▸ **What you are asked to do**
Render the part of the listing below that opens with the line containing "89), using the photo above." and runs to the end of the listing as a JSON list of strings, one string per line, with blank lines skipped. Leave the pictures out of the list.
** START OF Records for the task **
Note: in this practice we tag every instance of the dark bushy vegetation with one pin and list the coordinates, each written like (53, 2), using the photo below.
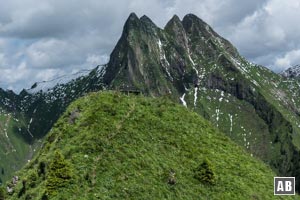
(132, 147)
(205, 173)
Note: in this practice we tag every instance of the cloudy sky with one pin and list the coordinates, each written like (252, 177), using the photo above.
(40, 40)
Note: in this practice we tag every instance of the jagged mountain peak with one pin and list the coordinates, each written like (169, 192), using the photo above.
(145, 20)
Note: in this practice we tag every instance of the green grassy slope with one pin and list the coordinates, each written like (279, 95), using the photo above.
(112, 146)
(14, 150)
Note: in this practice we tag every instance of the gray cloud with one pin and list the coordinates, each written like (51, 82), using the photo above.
(42, 39)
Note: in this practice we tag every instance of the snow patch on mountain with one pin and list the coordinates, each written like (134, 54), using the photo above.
(45, 86)
(292, 72)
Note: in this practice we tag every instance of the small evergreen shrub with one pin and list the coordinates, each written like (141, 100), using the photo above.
(205, 173)
(59, 174)
(2, 193)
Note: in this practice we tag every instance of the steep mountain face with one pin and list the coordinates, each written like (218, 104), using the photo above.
(190, 63)
(135, 147)
(292, 72)
(26, 118)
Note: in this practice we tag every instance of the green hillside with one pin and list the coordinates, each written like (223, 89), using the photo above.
(112, 146)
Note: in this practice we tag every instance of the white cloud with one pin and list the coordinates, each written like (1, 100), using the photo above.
(269, 32)
(53, 37)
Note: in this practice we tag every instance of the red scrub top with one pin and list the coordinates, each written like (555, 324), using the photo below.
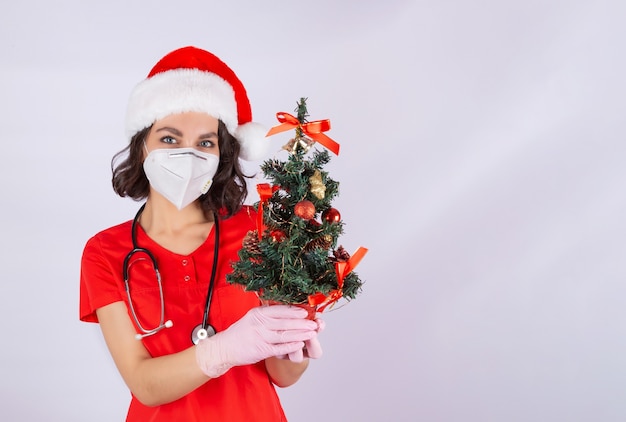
** END OF Records for the task **
▸ **Exercise result**
[
  "Note: in this practice we tag every instance of the green hillside with one pin and list the coordinates, each written like (223, 89), using the photo above.",
  "(112, 146)",
  "Note: in this practice we tag every instance of the white cloud with one pin and list the coordinates, each written like (1, 100), using the photo above.",
  "(269, 32)",
  "(53, 37)",
  "Note: in this practice we tag every instance of the red scrub top with one pin and list the coordinates, each written like (555, 324), using the photo below."
]